*** Passage shown ***

5.    Covenants Regarding Wages.    Mr. Mailman covenants that payment has been made in full for all hours worked and that Mr. Mailman is not owed or entitled to any additional compensation in the form of salary, wages, overtime, vacation pay, bonus, fringe benefits or otherwise, related to any employment with Journal Register or the other Released Parties as of the effective date of this Agreement with the exception of unused and accrued vacation days, if any.

6.    Non-Admission of Liability or Wrongdoing.    Mr. Mailman and Journal Register hereby acknowledge and agree that this Severance Agreement and General Release is being executed as a compromise of potential claims and legal actions and that it is not, and shall not be construed as, an admission, concession or evidence of liability or wrongdoing of any nature or description whatsoever on the part of Journal Register or Mr. Mailman.

7.    Waiver of Re-Employment Rights.    Mr. Mailman forever waives and relinquishes all rights to assert any claim for recall, reemployment, seniority or tenure with Journal Register or any Journal Register subsidiary or affiliated entity.

8.    Adequate Consideration.    Mr. Mailman specifically agrees to the terms of this release because Journal Register has agreed to pay severance and other payments and to provide other benefits to which are not otherwise required under Journal Register’s policies, and has provided such other good and valuable consideration as specified herein. Journal Register has agreed to provide this consideration because of Mr. Mailman’s agreement to accept it in full settlement of all possible claims that may exist or have ever existed, and because of his execution of this Agreement.

***

# To do:
Print the severance agreement excerpt between "8.    Adequate Consideration.    Mr. Mailman specifically" and "of this Agreement.", inclusive, reproducing every word unchanged. The lines after this point are separate material and do not belong to the severance agreement excerpt.

*** Source excerpt ***

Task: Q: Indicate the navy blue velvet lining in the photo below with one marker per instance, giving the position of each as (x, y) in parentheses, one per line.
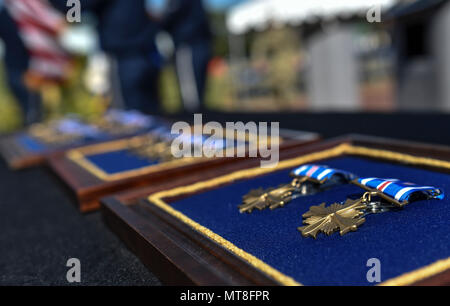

***

# Task output:
8.    Adequate Consideration.    Mr. Mailman specifically agrees to the terms of this release because Journal Register has agreed to pay severance and other payments and to provide other benefits to which are not otherwise required under Journal Register’s policies, and has provided such other good and valuable consideration as specified herein. Journal Register has agreed to provide this consideration because of Mr. Mailman’s agreement to accept it in full settlement of all possible claims that may exist or have ever existed, and because of his execution of this Agreement.